A strong conviction trade is being shaken. As international stocks are outperforming this year, global investors are asking if their faith in US exceptionalism has gone too far.
The contrast is most glaring when we look at China’s big tech. BYD Co., Alibaba Group Holding Ltd., Tencent Holdings Ltd. and Xiaomi Corp., the so-called BATX after their acronyms that span electric-vehicle manufacturing, e-commerce to social media and video gaming, have risen 46% on average. By comparison, the Magnificent Seven stocks have barely registered any gains year-to-date.
The arrival of DeepSeek was a wake-up call to US politicians that China has not been left out of the global technological upgrade despite Washington’s stringent export controls on AI-related chip products. It was also a welcoming reprieve for asset managers. They can finally tell investors that while growth stocks rarely come cheap, they do exist.
Entering 2025, being long US big tech was by far the most crowded trade. But there was unease. A whopping 89% said US equities were overvalued, the most since at least April 2001, according to Bank of America Merrill Lynch’s latest fund managers survey.
Chinese tech now offers an alternative. Generative AI is not the only field where export controls have failed. Sales at US-sanctioned telecom and smartphone giant Huawei Technologies Co., for instance, jumped by 22% last year, the fastest growth since 2016. It’s beating Apple Inc. in China.

▶ _Extracted information_
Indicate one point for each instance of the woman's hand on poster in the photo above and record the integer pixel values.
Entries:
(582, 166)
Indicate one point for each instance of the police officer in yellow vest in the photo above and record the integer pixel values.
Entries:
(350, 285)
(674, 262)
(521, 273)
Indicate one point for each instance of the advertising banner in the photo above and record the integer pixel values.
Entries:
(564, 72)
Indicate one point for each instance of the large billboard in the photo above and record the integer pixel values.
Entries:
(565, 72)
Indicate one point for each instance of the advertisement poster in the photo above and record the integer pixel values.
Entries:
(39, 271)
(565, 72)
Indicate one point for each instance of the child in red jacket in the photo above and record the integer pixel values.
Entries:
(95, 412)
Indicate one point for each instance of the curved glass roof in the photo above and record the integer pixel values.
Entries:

---

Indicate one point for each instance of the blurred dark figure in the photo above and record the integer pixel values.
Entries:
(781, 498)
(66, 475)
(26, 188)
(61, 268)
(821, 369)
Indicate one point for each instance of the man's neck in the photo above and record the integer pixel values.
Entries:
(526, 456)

▶ _Assignment 1_
Rewrite the article on Chinese tech stocks between "The contrast is" and "they do exist.", inclusive, putting "fund managers" in place of "asset managers".
▶ _Assignment 2_
Carry on the article on Chinese tech stocks from its final sentence.

▶ _Final answer 1_
The contrast is most glaring when we look at China’s big tech. BYD Co., Alibaba Group Holding Ltd., Tencent Holdings Ltd. and Xiaomi Corp., the so-called BATX after their acronyms that span electric-vehicle manufacturing, e-commerce to social media and video gaming, have risen 46% on average. By comparison, the Magnificent Seven stocks have barely registered any gains year-to-date.
The arrival of DeepSeek was a wake-up call to US politicians that China has not been left out of the global technological upgrade despite Washington’s stringent export controls on AI-related chip products. It was also a welcoming reprieve for fund managers. They can finally tell investors that while growth stocks rarely come cheap, they do exist.

▶ _Final answer 2_
Or consider the auto space. EV makers are redefining what it means to be a luxury car. Xiaomi’s SU7 mimics Porsche Automobil Holding SE’s Taycan in power and braking, but includes AI that can help with parking and greet drivers with their favorite song. For all of its add-on features, Xiaomi sells for roughly half the price of a Taycan. Its stock is cheap, too. Despite the recent run-up, Xiaomi and fellow EV maker BYD trade at 45 times and 23 times forward earnings, respectively, versus Tesla Inc.’s 121 times.
Meanwhile, the US market has become expensive and distorted. A handful of tech names make up nearly a third of the S&P 500 Index. With the explosive growth in passive funds, which are often on the long side and disproportionally favor large caps, market concentration risk has become pronounced. In their need to diversify, global investors are certainly keen to find an alternative to the Magnificent Seven.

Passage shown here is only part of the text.